§ Document section
= = = = =

Lawrence second-graders learn about the body from the inside out on district field trip

Lawrence volunteer Jenn Godar asks a question of a student as she leads a five-minute class on the human mouth from within the Body Venture tour to a group of Quail Run second-graders on Thursday, May 18, 2017 at the Douglas County 4-H Fairgrounds. Local elementary school students received an inside look at the human body and its functions and were educated on the importance of taking care of their own bodies on the hour-long tour.

Approximately 800 Lawrence second-graders have made the journey this week to the Douglas County Fairgrounds — and also, through the human digestive system, in a districtwide field trip called “Body Venture.”

The main draw at the second annual Lawrence Public Schools event, Denise Johnson says, has traditionally been the “Body Venture” exhibit, which invites kids to enter through a giant model of the human mouth before traveling through larger-than-life organs, such as the heart or small intestines.

“When you teach nutrition and wellness and health for students, it needs to be about being active and participating in it — and not just learning from a book,” says Johnson, who coordinates the Lawrence district’s health and wellness curriculum.

A tour of students head past the uvula and into the throat of the Body Venture tour on Thursday.

The event, which expanded last year from a traveling exhibit at a few local schools to a districtwide field trip for all second-graders across Lawrence’s 14 elementary schools, offers a holistic, hands-on approach to health education, Johnson says.

Along with the popular “Body Venture” exhibit, local partners such as Hy-Vee, The Merc, the Midwest Dairy Council and the K-State Research and Extension Office have all offered activities for kids throughout the week at the fairgrounds, focusing on topics including healthy eating, fitness and where food comes from. The district’s own Farm 2 School program, which facilitates school gardens across Lawrence, is also a major sponsor of the event.

= = = = =

§ What you will do
[A] In the article on the Lawrence second-grade field trip, what does Denise Johnson coordinate?
[B] Carry on the article about the Lawrence second-graders' Body Venture field trip from its last sentence.
The listing that comes next plays no part in this.

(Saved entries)
= = = = =

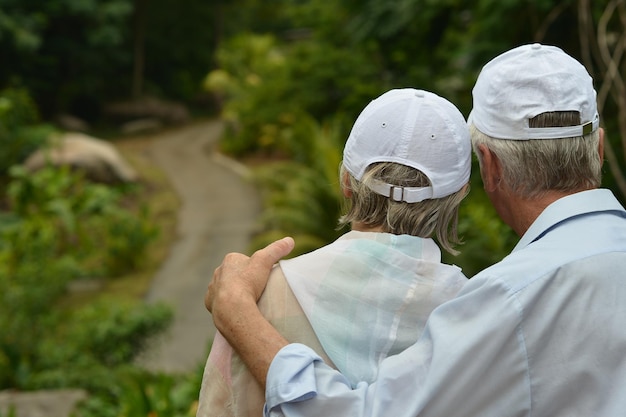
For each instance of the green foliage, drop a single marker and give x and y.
(64, 228)
(271, 89)
(88, 218)
(20, 131)
(96, 340)
(302, 199)
(139, 393)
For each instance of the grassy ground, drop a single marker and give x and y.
(155, 192)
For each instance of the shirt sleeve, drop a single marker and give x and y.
(470, 360)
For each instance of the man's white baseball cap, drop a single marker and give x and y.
(414, 128)
(529, 80)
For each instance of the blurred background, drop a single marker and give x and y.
(286, 78)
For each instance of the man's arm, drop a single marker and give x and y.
(231, 297)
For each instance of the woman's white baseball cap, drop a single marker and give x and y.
(529, 80)
(414, 128)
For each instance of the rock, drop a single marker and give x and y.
(98, 159)
(72, 123)
(54, 403)
(141, 126)
(148, 107)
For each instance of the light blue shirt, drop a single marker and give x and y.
(541, 333)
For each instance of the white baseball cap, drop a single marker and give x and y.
(529, 80)
(414, 128)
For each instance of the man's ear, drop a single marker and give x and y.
(490, 168)
(345, 185)
(601, 146)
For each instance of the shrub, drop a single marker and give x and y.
(20, 129)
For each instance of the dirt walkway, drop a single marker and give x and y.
(217, 216)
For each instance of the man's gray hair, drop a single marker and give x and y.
(426, 219)
(534, 167)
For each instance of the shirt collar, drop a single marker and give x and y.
(564, 208)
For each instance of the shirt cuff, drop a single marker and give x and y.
(291, 376)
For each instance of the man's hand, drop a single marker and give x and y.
(243, 276)
(232, 296)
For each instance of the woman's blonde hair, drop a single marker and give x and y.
(426, 218)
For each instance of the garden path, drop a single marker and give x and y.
(217, 215)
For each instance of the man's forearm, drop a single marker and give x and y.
(231, 297)
(252, 336)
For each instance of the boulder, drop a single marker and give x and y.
(55, 403)
(98, 159)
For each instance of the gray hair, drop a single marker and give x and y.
(424, 219)
(534, 167)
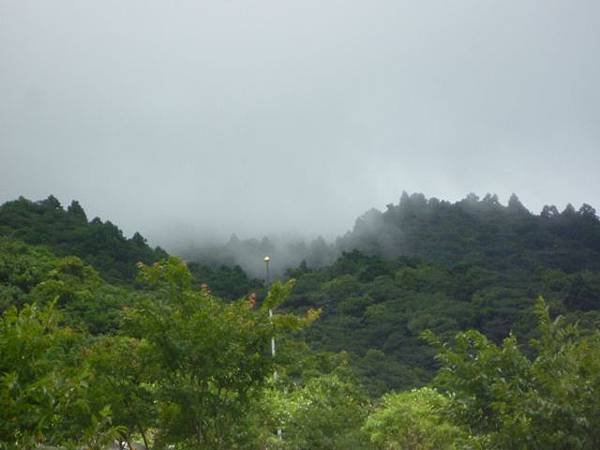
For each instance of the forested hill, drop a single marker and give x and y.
(68, 232)
(474, 231)
(480, 231)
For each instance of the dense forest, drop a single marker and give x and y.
(431, 325)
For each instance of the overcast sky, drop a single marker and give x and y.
(254, 116)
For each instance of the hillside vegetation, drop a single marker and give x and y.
(437, 326)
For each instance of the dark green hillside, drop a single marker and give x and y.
(68, 232)
(482, 232)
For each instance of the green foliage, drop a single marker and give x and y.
(511, 401)
(208, 360)
(100, 244)
(325, 413)
(414, 420)
(43, 391)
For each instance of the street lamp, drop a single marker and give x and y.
(267, 259)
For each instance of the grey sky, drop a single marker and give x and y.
(295, 116)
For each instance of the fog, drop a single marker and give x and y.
(193, 120)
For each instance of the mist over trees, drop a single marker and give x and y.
(429, 325)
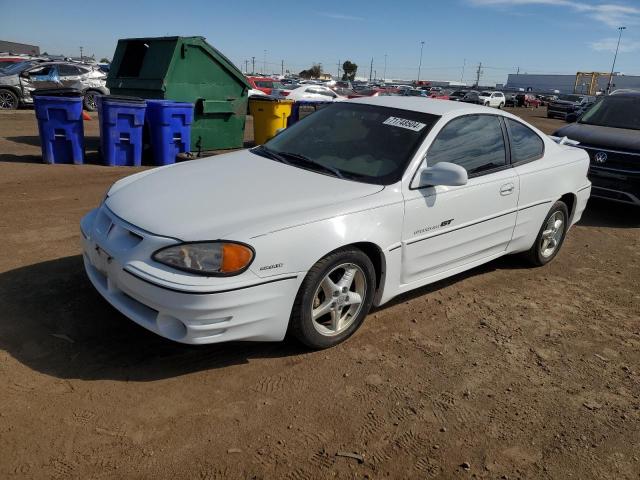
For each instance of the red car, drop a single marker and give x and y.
(527, 100)
(266, 85)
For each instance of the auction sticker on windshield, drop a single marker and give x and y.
(404, 123)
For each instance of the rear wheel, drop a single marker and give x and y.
(8, 100)
(551, 235)
(334, 299)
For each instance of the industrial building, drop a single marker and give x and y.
(19, 48)
(582, 82)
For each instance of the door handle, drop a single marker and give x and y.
(507, 189)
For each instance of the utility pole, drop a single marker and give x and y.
(420, 64)
(478, 73)
(614, 58)
(384, 74)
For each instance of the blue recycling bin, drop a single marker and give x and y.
(59, 115)
(302, 108)
(121, 123)
(169, 124)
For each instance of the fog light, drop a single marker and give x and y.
(171, 327)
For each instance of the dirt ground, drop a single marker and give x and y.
(503, 372)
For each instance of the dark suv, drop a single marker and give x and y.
(569, 107)
(610, 133)
(18, 81)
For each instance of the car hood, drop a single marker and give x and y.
(214, 197)
(9, 80)
(604, 137)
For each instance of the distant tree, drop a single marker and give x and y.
(350, 70)
(314, 72)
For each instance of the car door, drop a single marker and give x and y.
(447, 228)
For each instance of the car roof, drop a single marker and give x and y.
(425, 105)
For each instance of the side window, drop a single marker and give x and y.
(474, 142)
(525, 143)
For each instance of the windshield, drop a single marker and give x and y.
(614, 111)
(365, 143)
(15, 68)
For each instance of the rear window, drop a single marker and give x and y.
(616, 112)
(526, 145)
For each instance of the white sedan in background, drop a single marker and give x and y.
(313, 92)
(360, 202)
(492, 99)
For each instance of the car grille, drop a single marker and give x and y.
(606, 159)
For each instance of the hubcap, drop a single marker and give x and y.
(7, 101)
(338, 299)
(552, 234)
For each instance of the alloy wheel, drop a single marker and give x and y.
(338, 299)
(7, 100)
(552, 234)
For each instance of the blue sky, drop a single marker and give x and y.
(539, 36)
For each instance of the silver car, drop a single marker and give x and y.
(20, 79)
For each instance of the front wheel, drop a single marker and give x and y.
(8, 100)
(334, 299)
(551, 235)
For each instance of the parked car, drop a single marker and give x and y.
(510, 99)
(18, 81)
(313, 92)
(527, 100)
(457, 95)
(567, 106)
(472, 96)
(492, 99)
(610, 134)
(360, 202)
(265, 84)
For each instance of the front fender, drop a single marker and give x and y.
(297, 249)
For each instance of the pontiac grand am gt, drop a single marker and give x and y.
(357, 203)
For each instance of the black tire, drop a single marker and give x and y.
(89, 101)
(302, 325)
(8, 100)
(535, 254)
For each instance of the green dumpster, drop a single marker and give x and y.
(185, 69)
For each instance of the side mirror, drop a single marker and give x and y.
(443, 173)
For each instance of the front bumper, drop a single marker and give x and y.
(214, 310)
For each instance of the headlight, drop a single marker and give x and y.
(215, 258)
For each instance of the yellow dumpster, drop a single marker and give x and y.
(269, 116)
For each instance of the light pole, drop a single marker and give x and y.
(420, 64)
(614, 58)
(384, 75)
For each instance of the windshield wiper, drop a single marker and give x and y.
(309, 162)
(267, 152)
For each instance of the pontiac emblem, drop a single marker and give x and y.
(600, 157)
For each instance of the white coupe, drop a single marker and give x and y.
(355, 204)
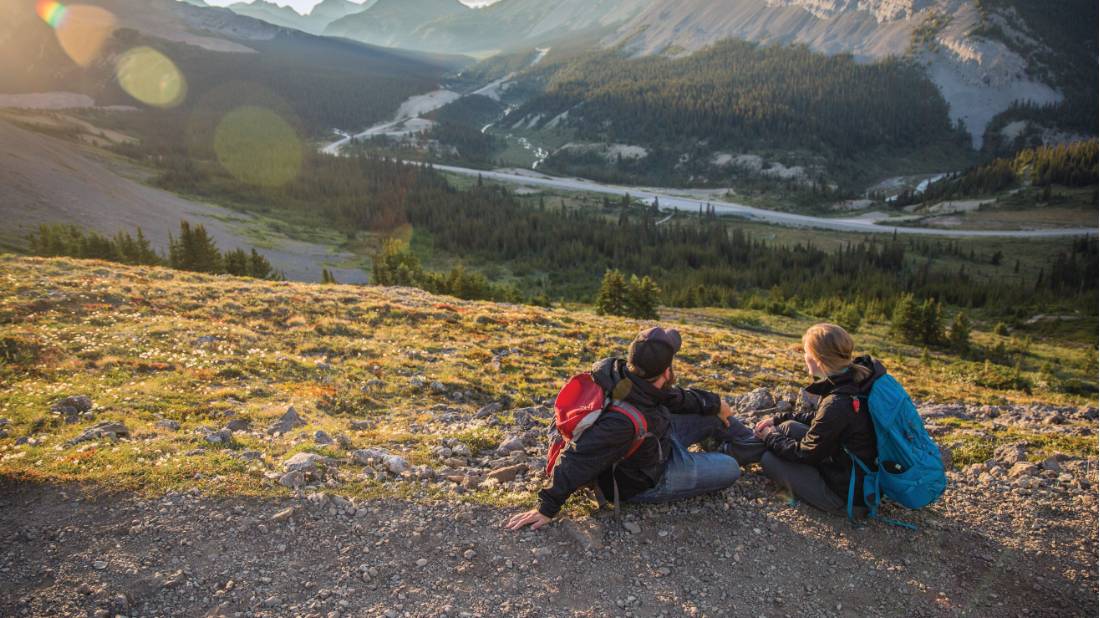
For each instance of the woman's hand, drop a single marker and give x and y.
(725, 412)
(532, 518)
(763, 428)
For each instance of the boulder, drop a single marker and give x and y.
(293, 479)
(112, 430)
(221, 437)
(512, 443)
(488, 410)
(307, 462)
(239, 425)
(393, 463)
(1009, 454)
(1023, 468)
(943, 410)
(286, 422)
(1054, 462)
(507, 474)
(72, 408)
(757, 400)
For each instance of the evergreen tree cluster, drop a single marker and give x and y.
(919, 322)
(395, 265)
(1069, 165)
(72, 241)
(737, 94)
(629, 297)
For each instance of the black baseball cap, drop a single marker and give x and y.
(651, 352)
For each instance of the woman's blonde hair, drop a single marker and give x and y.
(832, 346)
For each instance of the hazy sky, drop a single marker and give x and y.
(304, 6)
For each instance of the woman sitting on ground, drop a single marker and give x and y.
(806, 450)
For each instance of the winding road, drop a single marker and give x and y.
(871, 222)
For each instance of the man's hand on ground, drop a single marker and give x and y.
(763, 428)
(532, 518)
(724, 414)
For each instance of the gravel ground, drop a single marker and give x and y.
(982, 551)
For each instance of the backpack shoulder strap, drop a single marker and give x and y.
(638, 419)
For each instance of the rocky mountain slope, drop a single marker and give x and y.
(182, 444)
(980, 75)
(314, 22)
(387, 21)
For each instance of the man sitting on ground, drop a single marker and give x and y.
(661, 468)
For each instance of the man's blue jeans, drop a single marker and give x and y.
(689, 474)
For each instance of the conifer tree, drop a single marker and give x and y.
(642, 298)
(959, 333)
(612, 299)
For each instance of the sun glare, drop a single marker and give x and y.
(51, 12)
(257, 146)
(80, 29)
(151, 77)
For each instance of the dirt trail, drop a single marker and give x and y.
(744, 552)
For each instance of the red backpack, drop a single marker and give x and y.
(580, 403)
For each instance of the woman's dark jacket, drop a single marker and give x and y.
(593, 454)
(833, 426)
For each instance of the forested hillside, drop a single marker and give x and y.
(321, 83)
(1067, 30)
(1069, 165)
(734, 98)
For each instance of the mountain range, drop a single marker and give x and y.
(314, 22)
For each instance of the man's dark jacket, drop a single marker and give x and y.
(607, 441)
(833, 426)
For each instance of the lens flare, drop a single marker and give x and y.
(51, 12)
(151, 77)
(257, 146)
(80, 29)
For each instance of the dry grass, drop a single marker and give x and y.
(149, 343)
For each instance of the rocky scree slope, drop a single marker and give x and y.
(174, 443)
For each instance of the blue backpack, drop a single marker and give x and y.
(909, 470)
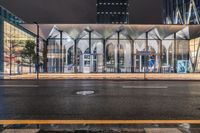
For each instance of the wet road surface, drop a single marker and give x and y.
(101, 100)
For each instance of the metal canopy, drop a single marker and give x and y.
(106, 30)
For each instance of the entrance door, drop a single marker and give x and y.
(146, 61)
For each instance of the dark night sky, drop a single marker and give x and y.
(79, 11)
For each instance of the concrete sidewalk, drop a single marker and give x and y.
(142, 130)
(103, 76)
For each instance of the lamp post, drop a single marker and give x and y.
(37, 50)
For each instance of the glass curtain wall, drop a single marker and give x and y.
(14, 43)
(195, 54)
(89, 52)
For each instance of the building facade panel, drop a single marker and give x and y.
(181, 12)
(112, 11)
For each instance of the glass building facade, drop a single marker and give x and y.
(112, 11)
(181, 11)
(12, 41)
(122, 48)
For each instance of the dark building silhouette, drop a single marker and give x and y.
(181, 11)
(112, 11)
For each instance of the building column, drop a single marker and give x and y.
(175, 53)
(118, 47)
(146, 56)
(75, 56)
(1, 48)
(161, 56)
(61, 51)
(104, 55)
(90, 50)
(132, 56)
(45, 58)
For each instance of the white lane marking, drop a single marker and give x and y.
(145, 87)
(17, 86)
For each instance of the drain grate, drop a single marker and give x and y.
(84, 93)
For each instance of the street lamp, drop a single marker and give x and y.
(37, 49)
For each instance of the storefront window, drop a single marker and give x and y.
(14, 42)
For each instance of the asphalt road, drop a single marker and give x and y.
(112, 100)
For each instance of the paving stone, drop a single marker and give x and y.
(162, 130)
(20, 131)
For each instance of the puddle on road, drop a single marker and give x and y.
(84, 93)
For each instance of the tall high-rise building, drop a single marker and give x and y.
(181, 11)
(112, 11)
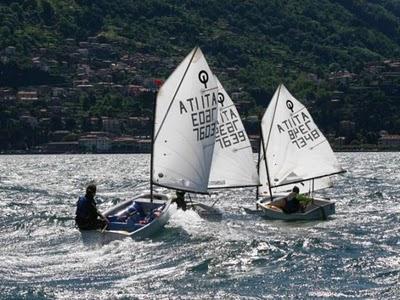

= = = = =

§ Written responses
[A] She coordinates the Lawrence district's health and wellness curriculum.

[B]
For Quail Run second-graders Kamorah Beers and Tallulah Salb, the experience has been illuminating — in some cases, quite literally. At one station, the girls waved an ultraviolet device across their palms, revealing all the bacteria that can collect on our hands.

“After you use the restroom, just wash your hands and clean them off,” Kamorah says of what she learned from the activity. “That’s what my uncle does. He makes us not touch Kwik Shop doors sometimes, because people don’t clean them off sometimes.”

Kamorah already knows the importance of good hygiene — “sometimes I just use a tissue,” she says of dubious public restroom door handles — but Thursday’s blacklight fun helped solidify those habits, she says.

Her classmate, Tallulah, agrees. She says eating healthy and exercising allows kids to “do cool stuff,” like “growing strong and big.”

In order to do that, the girls learned, it’s best to limit screen time — TVs, phones, computers and tablets — to no more than two hours a day. That’s time better spent exercising, Tallulah and Kamorah agree.

“That was actually a really good lesson for me, because I haven’t played on my tablet for about a week,” Kamorah says, though, to be fair, she admits the scaling back wasn’t particularly health-motivated.

“I don’t know where my charger’s at,” the second-grader says with a smile.